Extracted records

_ _ _ _ _ _ _

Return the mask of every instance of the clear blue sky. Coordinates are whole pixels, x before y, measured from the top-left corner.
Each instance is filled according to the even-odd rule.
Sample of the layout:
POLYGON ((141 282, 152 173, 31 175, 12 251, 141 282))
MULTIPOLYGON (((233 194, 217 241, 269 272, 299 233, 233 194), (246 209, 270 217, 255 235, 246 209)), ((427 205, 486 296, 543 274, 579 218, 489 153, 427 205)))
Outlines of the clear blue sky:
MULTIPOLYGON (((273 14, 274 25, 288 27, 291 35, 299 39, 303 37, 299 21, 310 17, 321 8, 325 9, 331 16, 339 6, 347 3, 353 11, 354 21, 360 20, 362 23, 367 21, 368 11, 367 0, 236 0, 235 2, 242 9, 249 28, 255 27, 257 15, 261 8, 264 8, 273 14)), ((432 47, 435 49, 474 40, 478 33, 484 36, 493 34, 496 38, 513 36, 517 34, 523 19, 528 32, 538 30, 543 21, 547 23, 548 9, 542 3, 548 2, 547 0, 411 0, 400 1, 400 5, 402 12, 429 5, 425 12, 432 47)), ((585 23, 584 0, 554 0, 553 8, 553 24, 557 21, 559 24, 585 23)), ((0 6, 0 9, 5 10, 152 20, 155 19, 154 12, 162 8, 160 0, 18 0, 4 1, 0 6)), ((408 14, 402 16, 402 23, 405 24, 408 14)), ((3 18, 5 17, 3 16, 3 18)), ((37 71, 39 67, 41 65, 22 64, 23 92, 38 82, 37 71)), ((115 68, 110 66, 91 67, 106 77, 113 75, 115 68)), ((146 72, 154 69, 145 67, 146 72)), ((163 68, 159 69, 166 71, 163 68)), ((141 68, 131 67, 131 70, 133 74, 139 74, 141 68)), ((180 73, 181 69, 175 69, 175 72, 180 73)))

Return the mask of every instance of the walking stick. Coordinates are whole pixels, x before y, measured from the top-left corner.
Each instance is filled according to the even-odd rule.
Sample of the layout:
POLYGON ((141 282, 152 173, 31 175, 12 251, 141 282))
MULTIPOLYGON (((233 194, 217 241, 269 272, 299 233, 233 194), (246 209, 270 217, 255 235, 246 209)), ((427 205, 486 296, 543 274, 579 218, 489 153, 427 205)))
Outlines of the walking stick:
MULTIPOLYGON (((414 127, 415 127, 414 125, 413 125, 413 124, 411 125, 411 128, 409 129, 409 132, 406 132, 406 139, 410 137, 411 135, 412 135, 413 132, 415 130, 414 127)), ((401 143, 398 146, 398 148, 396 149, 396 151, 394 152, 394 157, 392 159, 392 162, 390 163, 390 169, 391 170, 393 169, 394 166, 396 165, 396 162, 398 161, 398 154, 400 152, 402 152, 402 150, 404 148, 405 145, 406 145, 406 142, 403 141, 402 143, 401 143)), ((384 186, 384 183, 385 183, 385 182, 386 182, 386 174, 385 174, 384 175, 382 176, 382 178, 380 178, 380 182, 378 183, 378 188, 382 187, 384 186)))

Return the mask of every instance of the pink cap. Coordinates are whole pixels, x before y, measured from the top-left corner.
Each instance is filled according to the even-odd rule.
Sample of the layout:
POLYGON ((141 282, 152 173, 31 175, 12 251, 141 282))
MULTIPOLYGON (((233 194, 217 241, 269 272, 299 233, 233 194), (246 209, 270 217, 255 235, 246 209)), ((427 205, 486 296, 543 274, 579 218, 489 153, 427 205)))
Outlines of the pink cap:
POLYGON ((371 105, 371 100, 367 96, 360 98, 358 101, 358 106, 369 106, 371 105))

_ _ _ _ _ _ _

**TASK DETAILS**
Please transcribe all of the records above line for line, keeping every character unchanged.

**WORKED ANSWER**
Return the mask of every instance of the clear blue sky. Coordinates are whole pixels, x before y, measured from the top-left corner.
Each instance is filled according to the even-odd rule.
Sample of the layout:
POLYGON ((141 282, 152 173, 31 175, 12 251, 141 282))
MULTIPOLYGON (((233 194, 217 241, 269 272, 299 233, 233 194), (246 209, 270 217, 255 235, 246 209)), ((427 205, 486 296, 543 274, 579 218, 489 153, 427 205)))
Outlines of the clear blue sky:
MULTIPOLYGON (((273 14, 274 25, 288 27, 291 35, 299 39, 303 37, 299 21, 310 17, 321 8, 325 9, 331 16, 339 6, 347 3, 353 11, 354 21, 360 20, 362 23, 367 21, 368 11, 367 0, 236 0, 235 2, 242 9, 249 28, 255 27, 257 15, 261 8, 264 8, 273 14)), ((432 47, 435 49, 474 40, 478 33, 484 36, 493 34, 496 38, 513 36, 517 34, 523 19, 528 32, 538 30, 543 21, 547 23, 548 9, 542 3, 548 2, 547 0, 411 0, 400 1, 400 5, 402 12, 429 5, 425 12, 432 47)), ((585 23, 584 0, 554 0, 553 8, 553 24, 557 21, 559 24, 585 23)), ((0 6, 0 9, 5 10, 152 20, 155 19, 154 12, 162 8, 160 0, 18 0, 4 1, 0 6)), ((408 14, 402 16, 402 23, 405 24, 408 14)), ((3 18, 5 17, 3 16, 3 18)), ((37 71, 39 67, 41 65, 22 64, 23 92, 38 82, 37 71)), ((115 68, 110 66, 91 67, 106 77, 113 75, 115 68)), ((146 72, 154 69, 145 67, 146 72)), ((163 68, 159 69, 166 71, 163 68)), ((141 68, 131 67, 131 70, 133 74, 139 74, 141 68)), ((180 73, 181 69, 175 69, 175 72, 180 73)))

Return the mask of every instance of the walking stick. Coordinates are whole pixels, x before y, measured from the top-left corner.
Each instance is filled according to the even-odd rule.
Sample of the layout:
POLYGON ((141 282, 152 173, 31 175, 12 251, 141 282))
MULTIPOLYGON (((233 194, 217 241, 269 272, 299 233, 233 194), (246 209, 270 217, 255 235, 246 209)), ((427 205, 486 296, 543 274, 579 218, 489 153, 427 205)))
Outlines of the walking stick:
MULTIPOLYGON (((414 127, 415 127, 414 125, 413 125, 413 124, 411 125, 411 128, 409 129, 409 132, 406 132, 406 139, 410 137, 411 135, 412 135, 413 132, 415 130, 414 127)), ((401 143, 398 146, 398 148, 396 149, 396 151, 394 152, 394 157, 392 159, 392 162, 390 163, 390 169, 391 170, 393 169, 394 166, 396 165, 396 162, 398 161, 398 154, 400 152, 402 152, 402 150, 404 148, 405 145, 406 145, 406 142, 403 141, 402 143, 401 143)), ((384 186, 384 183, 385 183, 385 182, 386 182, 386 174, 385 174, 384 175, 382 176, 382 178, 380 178, 380 182, 378 183, 378 188, 382 187, 384 186)))

Return the mask of every instance of the pink cap. Coordinates are whole pixels, x before y, measured from the top-left corner.
Each instance is filled according to the even-odd rule.
Sample of the layout:
POLYGON ((141 282, 152 173, 31 175, 12 251, 141 282))
MULTIPOLYGON (((233 194, 217 241, 269 272, 299 233, 233 194), (246 209, 270 217, 255 235, 246 209)), ((427 205, 486 296, 543 274, 579 218, 489 153, 427 205)))
Outlines of the pink cap:
POLYGON ((371 105, 371 100, 367 96, 360 98, 358 101, 358 106, 369 106, 371 105))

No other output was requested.